**AIM OF THE EXERCISE**
Rewrite every entry below, replacing "place one point per instance" with "put one point on each instance" and leaving everything else unchanged. Omit the pictures from your output.

# MATERIAL FOR THIS EXERCISE start

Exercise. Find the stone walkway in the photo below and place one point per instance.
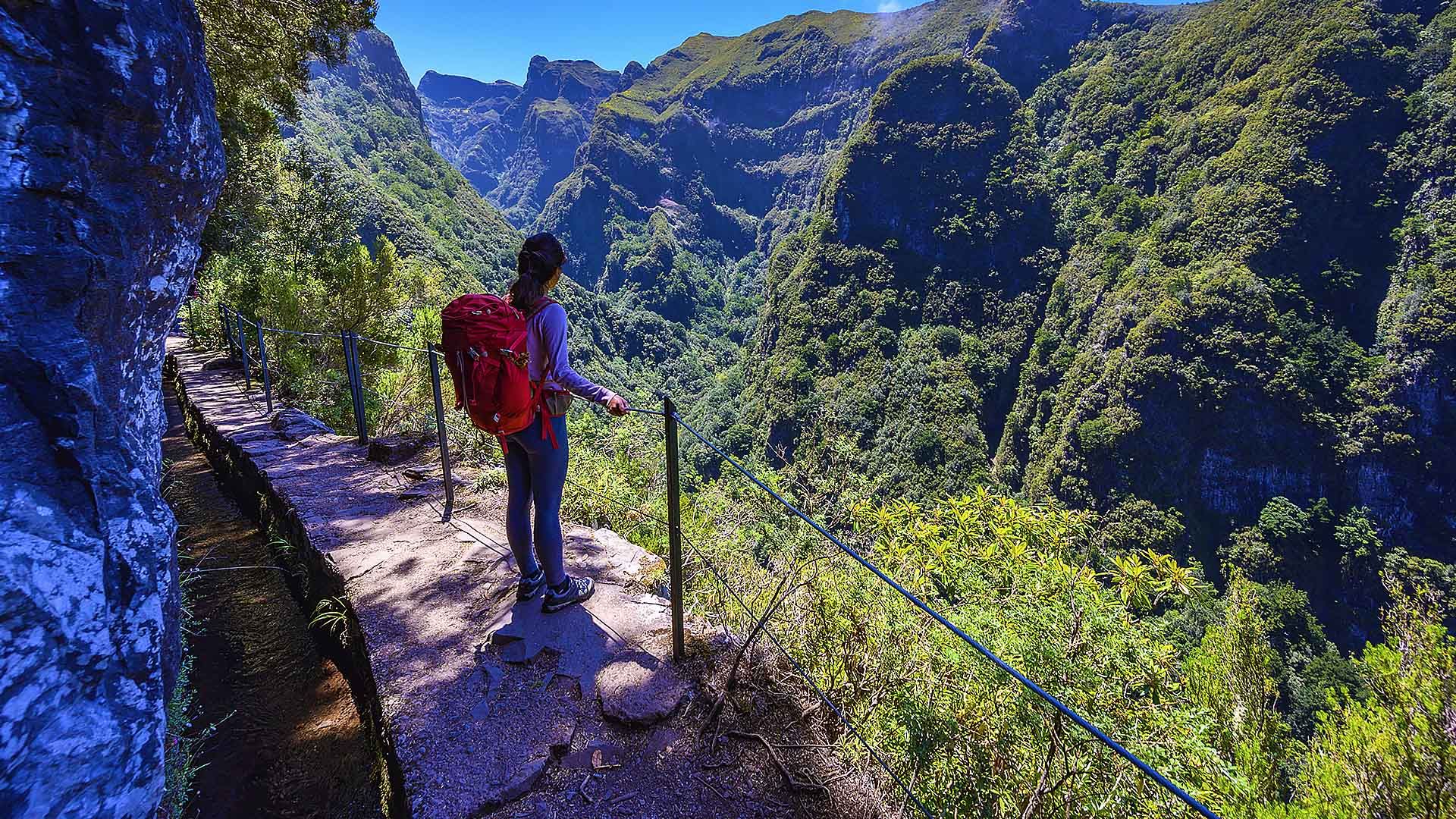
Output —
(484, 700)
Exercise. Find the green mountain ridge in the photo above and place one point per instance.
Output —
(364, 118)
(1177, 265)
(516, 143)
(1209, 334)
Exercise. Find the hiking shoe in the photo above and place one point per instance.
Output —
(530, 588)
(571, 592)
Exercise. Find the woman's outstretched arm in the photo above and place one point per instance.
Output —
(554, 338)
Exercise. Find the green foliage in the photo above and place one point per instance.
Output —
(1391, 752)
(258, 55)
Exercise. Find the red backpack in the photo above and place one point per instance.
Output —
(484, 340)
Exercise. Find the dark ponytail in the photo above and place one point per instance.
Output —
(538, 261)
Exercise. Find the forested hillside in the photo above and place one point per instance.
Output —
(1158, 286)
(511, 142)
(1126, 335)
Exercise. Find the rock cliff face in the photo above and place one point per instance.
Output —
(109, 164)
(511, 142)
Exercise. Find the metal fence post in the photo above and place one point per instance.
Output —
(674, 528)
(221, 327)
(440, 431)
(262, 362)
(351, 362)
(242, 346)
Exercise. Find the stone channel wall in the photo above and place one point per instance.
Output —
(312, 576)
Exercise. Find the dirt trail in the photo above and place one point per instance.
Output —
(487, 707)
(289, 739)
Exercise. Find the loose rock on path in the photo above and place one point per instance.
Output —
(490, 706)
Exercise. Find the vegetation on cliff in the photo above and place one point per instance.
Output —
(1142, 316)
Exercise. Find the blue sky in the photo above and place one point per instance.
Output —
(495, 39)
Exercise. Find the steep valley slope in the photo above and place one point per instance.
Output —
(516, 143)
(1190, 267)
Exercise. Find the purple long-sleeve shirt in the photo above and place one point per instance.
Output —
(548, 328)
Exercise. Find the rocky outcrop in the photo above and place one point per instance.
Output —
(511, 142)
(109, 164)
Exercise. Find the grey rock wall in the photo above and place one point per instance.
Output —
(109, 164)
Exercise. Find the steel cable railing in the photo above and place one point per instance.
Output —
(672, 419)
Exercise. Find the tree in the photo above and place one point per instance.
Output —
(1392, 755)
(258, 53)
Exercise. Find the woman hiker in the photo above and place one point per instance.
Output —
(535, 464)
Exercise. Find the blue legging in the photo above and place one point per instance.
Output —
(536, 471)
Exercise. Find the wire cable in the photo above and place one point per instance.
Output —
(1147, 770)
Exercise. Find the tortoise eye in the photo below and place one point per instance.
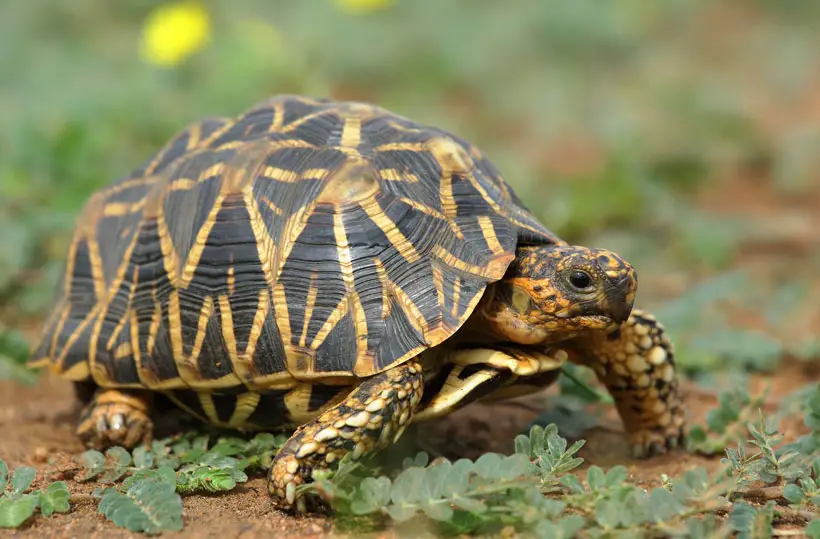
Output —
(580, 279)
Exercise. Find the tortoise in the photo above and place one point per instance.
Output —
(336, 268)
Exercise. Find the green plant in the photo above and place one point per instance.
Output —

# MATERIAL FOR THIS EXERCISE end

**TASK SOLUTION**
Exercise. Find the stone walkway in the photo below and put one point on each instance.
Output —
(484, 700)
Exercise. Find the green mountain ridge in the photo above and put one point on each instance.
Output —
(364, 118)
(1177, 265)
(516, 143)
(1209, 334)
Exercise. Find the hiking shoe in the photo above and put one point on each instance.
Output —
(530, 588)
(571, 592)
Exercise. Find the woman's outstretched arm in the photo above and put one point on each instance.
Output —
(554, 338)
Exercise. Find the green foliage in the photo above and put one point on each instance.
Output —
(1391, 752)
(258, 55)
Exercise. Find the red backpack in the photo above and put one point on each instance.
Output —
(484, 340)
Exercise. Find the dark ponytail in the photo above and put one point on each instance.
Output —
(538, 261)
Exercise. Find the forested hillside in the photo above and put one point on each instance.
Output —
(1158, 286)
(511, 142)
(1126, 335)
Exercise. Find the rock cliff face in the photo above and put one point on each instance.
Output —
(109, 164)
(511, 142)
Exercise. Find the metal fence post in the photo above and put one point on each instance.
Output —
(674, 528)
(221, 327)
(440, 431)
(262, 362)
(351, 362)
(242, 346)
Exercise. Find the stone channel wall in the photo above and put one point on each instance.
Output —
(312, 576)
Exercise. Find the dirt trail in the photo above and put one point on each instance.
Output —
(487, 707)
(289, 739)
Exercise. Find the loose rock on path in the photo above and put one point on each instance.
Output —
(490, 706)
Exercise. Find the vegetation on cliff in the photo above and put one point on each instance.
Output —
(1142, 316)
Exercise. Find the blue sky in the photo above and put one point on each instance.
Output —
(495, 39)
Exercise. Find the steep valley slope in the photo above and put one point on each instance.
Output —
(516, 143)
(1190, 267)
Exercise. Find the purple long-sleeve shirt in the photo above and put one point on each instance.
Output —
(548, 328)
Exercise. Find the rocky outcrop in the photo above and put one point on each instance.
Output —
(511, 142)
(109, 164)
Exercise. Find the grey rock wall in the photo above and put one point on each instance.
Output —
(109, 164)
Exercise. Find the steel cable railing in the photo above and put one point on each instance.
Output —
(672, 419)
Exercise. Find the tree in the photo above and put one point on each instance.
Output —
(1392, 755)
(258, 53)
Exercise. Find the woman hiker in the photo above and put one point on each instance.
Output —
(535, 464)
Exercise. Find the blue legging in the photo above and put one point on each instance.
Output —
(536, 471)
Exercise. Find the wire cable in the photo above and put one point on each instance.
Output —
(1147, 770)
Exercise. Find the tortoise eye in the photo below and put one point on each instance.
Output —
(580, 279)
Exercise. Find the tortoise in the photo above and put one point on each instance.
Output —
(336, 268)
Exercise. Find the green plant in the photo above and put one point on each instance.
Output —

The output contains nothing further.